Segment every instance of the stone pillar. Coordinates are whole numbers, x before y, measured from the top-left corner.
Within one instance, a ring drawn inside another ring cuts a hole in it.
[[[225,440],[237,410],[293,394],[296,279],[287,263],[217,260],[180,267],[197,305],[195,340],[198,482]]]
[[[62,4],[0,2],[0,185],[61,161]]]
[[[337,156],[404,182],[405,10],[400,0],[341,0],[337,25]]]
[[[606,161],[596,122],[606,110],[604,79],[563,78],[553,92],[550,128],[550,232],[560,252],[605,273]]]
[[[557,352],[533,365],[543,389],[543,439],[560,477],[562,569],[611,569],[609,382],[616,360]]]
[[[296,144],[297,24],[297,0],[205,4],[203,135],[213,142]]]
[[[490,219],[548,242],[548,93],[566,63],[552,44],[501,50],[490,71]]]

## What is required
Reproduce the material above line for line, keeping every word, number, and bracket unchanged.

## Solution to the exercise
Segment every instance of the stone pillar. Coordinates are whole numbers, x before y, measured from the top-left corner.
Within one instance, a ring drawn inside another ring cuts a hole in it.
[[[225,440],[237,410],[293,394],[296,279],[287,263],[217,260],[180,267],[197,305],[195,340],[198,482]]]
[[[62,4],[0,2],[0,185],[61,161]]]
[[[337,156],[404,182],[405,10],[400,0],[341,0],[337,25]]]
[[[606,161],[596,122],[606,110],[604,79],[563,78],[553,92],[550,128],[550,232],[560,252],[605,273]]]
[[[557,352],[533,365],[543,389],[543,439],[560,477],[562,569],[611,569],[609,382],[616,360]]]
[[[296,144],[297,24],[297,0],[205,4],[203,135],[213,142]]]
[[[490,219],[548,242],[548,93],[566,63],[552,44],[501,50],[490,71]]]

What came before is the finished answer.